SHORT EXERCISE -
Format the records below as a Markdown table with the columns Row and Record text. Number each line in order, and leave out blank lines.

— start MATERIAL —

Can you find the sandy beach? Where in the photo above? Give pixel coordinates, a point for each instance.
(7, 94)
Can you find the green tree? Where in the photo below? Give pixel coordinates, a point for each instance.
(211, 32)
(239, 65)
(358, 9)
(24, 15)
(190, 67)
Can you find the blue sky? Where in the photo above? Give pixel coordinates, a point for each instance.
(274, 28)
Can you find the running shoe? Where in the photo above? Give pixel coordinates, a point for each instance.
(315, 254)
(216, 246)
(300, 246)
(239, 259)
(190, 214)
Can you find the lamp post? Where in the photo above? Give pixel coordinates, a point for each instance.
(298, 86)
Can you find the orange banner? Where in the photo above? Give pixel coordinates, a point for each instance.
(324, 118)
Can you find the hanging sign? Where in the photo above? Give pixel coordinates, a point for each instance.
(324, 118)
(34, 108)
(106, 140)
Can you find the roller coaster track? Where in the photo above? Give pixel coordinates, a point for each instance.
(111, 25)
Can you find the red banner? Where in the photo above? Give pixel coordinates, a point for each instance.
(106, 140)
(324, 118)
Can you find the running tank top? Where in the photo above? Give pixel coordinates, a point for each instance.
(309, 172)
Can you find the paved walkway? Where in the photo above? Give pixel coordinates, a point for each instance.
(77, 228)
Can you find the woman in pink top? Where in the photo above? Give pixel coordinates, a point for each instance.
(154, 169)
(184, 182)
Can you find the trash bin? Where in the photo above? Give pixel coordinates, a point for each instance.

— end MATERIAL —

WRITTEN ANSWER -
| Row | Record text |
|---|---|
| 1 | Can you find the sandy beach? Where in the photo above? Give pixel coordinates, a point for each instance. |
| 2 | (7, 94) |
| 3 | Can you find the green tree? Where in the photo below? Give pixel coordinates, a point for each instance. |
| 4 | (211, 32) |
| 5 | (239, 65) |
| 6 | (358, 9) |
| 7 | (24, 15) |
| 8 | (190, 67) |
| 9 | Can you find the blue sky? Where in the photo above? Give pixel coordinates, a point for each instance. |
| 10 | (274, 28) |
| 11 | Can you find the running shoe? Where in the photo above? Give pixel coordinates, a point for each instance. |
| 12 | (315, 254) |
| 13 | (216, 246) |
| 14 | (300, 246) |
| 15 | (239, 259) |
| 16 | (190, 214) |
| 17 | Can you find the lamp post? Where in the photo above? Give pixel coordinates, a point for each instance. |
| 18 | (298, 86) |
| 19 | Can you find the orange banner? Where in the photo above? Give pixel coordinates, a point for each instance. |
| 20 | (324, 118) |
| 21 | Can you find the hanging sign? Where in the photo above? Give pixel coordinates, a point for each instance. |
| 22 | (324, 118) |
| 23 | (34, 108) |
| 24 | (106, 140) |
| 25 | Can you find the roller coaster track? Where in the photo above? Give pixel coordinates, a point for each instance. |
| 26 | (111, 25) |
| 27 | Can you find the red banner? Where in the photo above? Give pixel coordinates, a point for each instance. |
| 28 | (106, 140) |
| 29 | (324, 118) |
| 30 | Can you find the running tank top? Where in the photo above? Give pixel coordinates, a point for each instance. |
| 31 | (309, 172) |
| 32 | Can you find the paved walkway? Where in the photo above? Give pixel coordinates, a point for each instance. |
| 33 | (77, 228) |
| 34 | Can you find the woman in pink top? Where in the photo above? Give pixel coordinates, a point for each instance. |
| 35 | (154, 169) |
| 36 | (184, 182) |
| 37 | Can you find the trash bin? Where in the photo above? Give pixel coordinates, a point for each instance. |